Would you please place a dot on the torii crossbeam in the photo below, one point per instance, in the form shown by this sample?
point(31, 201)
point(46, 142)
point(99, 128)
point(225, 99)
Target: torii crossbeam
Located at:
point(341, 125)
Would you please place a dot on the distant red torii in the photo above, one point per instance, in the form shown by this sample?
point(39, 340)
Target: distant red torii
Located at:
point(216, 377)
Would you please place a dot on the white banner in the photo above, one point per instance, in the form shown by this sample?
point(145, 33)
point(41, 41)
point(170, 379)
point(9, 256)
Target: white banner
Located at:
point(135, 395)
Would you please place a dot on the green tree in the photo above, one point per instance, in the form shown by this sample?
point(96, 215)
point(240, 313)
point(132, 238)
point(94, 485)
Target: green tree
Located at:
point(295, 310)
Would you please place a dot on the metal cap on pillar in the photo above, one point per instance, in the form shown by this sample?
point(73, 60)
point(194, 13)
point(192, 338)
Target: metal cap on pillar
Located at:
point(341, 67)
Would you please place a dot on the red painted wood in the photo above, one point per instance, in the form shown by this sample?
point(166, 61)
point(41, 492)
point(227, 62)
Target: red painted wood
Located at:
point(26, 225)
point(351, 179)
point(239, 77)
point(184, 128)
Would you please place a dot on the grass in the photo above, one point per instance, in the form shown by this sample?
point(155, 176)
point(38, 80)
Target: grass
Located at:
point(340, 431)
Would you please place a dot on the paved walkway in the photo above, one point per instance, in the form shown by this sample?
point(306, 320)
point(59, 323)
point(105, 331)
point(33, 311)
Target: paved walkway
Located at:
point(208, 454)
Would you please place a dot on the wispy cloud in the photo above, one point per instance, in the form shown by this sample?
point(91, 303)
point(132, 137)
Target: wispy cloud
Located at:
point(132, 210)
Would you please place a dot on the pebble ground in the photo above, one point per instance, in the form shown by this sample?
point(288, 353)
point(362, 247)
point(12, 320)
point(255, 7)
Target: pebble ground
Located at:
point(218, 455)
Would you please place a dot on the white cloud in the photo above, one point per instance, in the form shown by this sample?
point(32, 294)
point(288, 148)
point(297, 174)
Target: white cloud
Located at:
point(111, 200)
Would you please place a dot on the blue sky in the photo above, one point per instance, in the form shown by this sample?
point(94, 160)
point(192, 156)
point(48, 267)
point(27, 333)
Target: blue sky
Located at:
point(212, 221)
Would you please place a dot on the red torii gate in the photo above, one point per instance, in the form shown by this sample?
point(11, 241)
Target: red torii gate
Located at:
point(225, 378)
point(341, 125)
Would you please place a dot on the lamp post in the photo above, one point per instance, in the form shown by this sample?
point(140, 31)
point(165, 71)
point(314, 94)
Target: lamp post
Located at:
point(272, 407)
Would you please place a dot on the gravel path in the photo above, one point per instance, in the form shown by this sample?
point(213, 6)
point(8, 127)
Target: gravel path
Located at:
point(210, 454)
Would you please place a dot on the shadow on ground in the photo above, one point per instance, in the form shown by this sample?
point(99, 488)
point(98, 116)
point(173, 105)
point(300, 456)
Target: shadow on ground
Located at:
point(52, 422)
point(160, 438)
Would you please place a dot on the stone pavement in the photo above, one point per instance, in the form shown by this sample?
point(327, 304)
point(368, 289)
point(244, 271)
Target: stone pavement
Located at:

+++

Would you please return all lines from the listing above that contain "distant"?

Would you please place a dot on the distant red torii in the photo above, one point per instance, in the form shown by this sample?
Target: distant red torii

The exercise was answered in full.